**文章**
Progressive Differentiable Architecture Search Code Review

PDARTS Code Review

最近在看DARTS相关内容,这里看到了PDARTS这篇文章,对代码进行了相关review,在这里是记录也希望与大家分享,有问题的地方欢迎指摘

PDARTS 这篇文章是在前人文章DARTS的基础上进行改进得到的,处理了DARTS中存在的一些问题,并取得了更好的实验效果

Problem: DARTS网络结构从简单数据集(e.g.CIFAR10 et al.)搜索得到,在解决复杂数据集时泛化能力差

PDARTS solution: Progressive(P ) 地加深网络的搜索深度,一定程度上解决了depth gap的问题,5cells->11cells->17cells

PDARTS Paper(中科院源):Progressive Differentiable Architecture Search: Bridging the Depth Gap between Search and Evaluation
Code:https://github.com/chenxin061/pdarts.

不得不说华为的行动力确实强,DARTS获奖的同年(2019 ICLR),华为就凭PDARTS获得了2019 ICCV。言归正传,下面是code review的相关内容。

coding tips
copy.copy&copy.deepcopy浅拷贝和深拷贝
next()返回迭代对象的下一个值
sorted(range(n), *key*=lambda *x*: tbsn[x])返回tbsn从小到大排序的索引

1. train_search.py

1.1 prepare dataset

VariableValue
datasetCIFAR10orCIFAR100
args.train_portion确定训练集的比例

1.2 Preparation

VariableValue
14一个cell中edge的总数为14
lossnn.CrossEntropyLoss()
args.train_portion确定训练集的比例
switchescell的每个edge中哪些operation加入search,值为TrueFalse(8*14)
PRIMITIVES最基础的8个operation

1.3 Train

1.3.1 Model
Class Network
C当前stage每个cell的channel, default:16
layersCells的数量 5->11->17
stepsNode的数量 default:4
stem_multiplier输入图片的第一次处理
multiplier每个cell处理时候输出channel的翻倍数量
pdrop rate,随着epoch变化
weightalpha经过softmax之后的值
self.stem即C0前面的网络结构
reduction若reduction,则当前cell的输出size减半
Cell构建cell内部的网络
self._arch_parametersself.alphas_normal&self.alphas_reduce (14*switch_on)
class Network(nn.Module):
    def forward(self, input):
        s0 = s1 = self.stem(input)      # s0,Ck-2; s1,Ck-1
        for i, cell in enumerate(self.cells):
            if cell.reduction:
                if self.alphas_reduce.size(1) == 1: 
                    weights = F.softmax(self.alphas_reduce, dim=0)
                else:
                    weights = F.softmax(self.alphas_reduce, dim=-1)
            else:
                if self.alphas_normal.size(1) == 1:
                    weights = F.softmax(self.alphas_normal, dim=0)
                else:
                    weights = F.softmax(self.alphas_normal, dim=-1)
            s0, s1 = s1, cell(s0, s1, weights)
        out = self.global_pooling(s1)
        logits = self.classifier(out.view(out.size(0),-1))

**数据展示**

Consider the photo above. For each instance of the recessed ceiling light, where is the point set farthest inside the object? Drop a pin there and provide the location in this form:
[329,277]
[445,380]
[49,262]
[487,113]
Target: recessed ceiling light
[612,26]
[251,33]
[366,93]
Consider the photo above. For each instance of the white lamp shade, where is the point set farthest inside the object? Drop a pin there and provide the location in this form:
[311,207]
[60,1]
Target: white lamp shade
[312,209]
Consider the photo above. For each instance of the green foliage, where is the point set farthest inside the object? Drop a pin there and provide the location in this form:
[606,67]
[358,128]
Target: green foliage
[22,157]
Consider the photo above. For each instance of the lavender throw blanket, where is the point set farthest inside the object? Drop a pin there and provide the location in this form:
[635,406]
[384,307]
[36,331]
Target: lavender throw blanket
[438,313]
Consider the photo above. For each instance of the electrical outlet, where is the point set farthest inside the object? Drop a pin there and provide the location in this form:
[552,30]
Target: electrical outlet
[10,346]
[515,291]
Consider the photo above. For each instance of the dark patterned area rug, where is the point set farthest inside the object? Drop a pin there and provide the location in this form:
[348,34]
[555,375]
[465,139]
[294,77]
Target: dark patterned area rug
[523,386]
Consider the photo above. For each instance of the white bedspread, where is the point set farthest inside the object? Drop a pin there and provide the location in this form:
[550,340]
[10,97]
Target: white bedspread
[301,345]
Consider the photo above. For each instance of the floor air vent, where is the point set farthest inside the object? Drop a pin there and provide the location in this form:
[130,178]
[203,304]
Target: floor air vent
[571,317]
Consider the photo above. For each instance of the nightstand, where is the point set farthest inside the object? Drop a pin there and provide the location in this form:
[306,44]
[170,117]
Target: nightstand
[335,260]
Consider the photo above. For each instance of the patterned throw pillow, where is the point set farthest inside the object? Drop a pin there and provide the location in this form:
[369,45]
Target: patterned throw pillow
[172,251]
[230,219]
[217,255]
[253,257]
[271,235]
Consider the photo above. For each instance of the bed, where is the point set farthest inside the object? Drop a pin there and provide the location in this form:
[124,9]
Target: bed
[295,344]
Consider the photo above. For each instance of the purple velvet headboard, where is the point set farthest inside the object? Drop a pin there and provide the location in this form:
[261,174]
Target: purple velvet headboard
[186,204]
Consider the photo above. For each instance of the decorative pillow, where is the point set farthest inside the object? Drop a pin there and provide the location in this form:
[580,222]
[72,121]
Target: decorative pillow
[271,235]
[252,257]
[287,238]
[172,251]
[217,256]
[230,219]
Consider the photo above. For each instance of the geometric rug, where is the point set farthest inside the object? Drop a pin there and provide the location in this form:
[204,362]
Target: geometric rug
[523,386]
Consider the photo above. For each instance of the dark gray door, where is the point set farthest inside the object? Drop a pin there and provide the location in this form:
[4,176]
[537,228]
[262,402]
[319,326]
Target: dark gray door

**操作要求**
请根据文章回答:PDARTS 在搜索过程中,网络中 cell 的数量是怎样逐步加深的?

**练习结果**
从5个增加到11个,再增加到17个。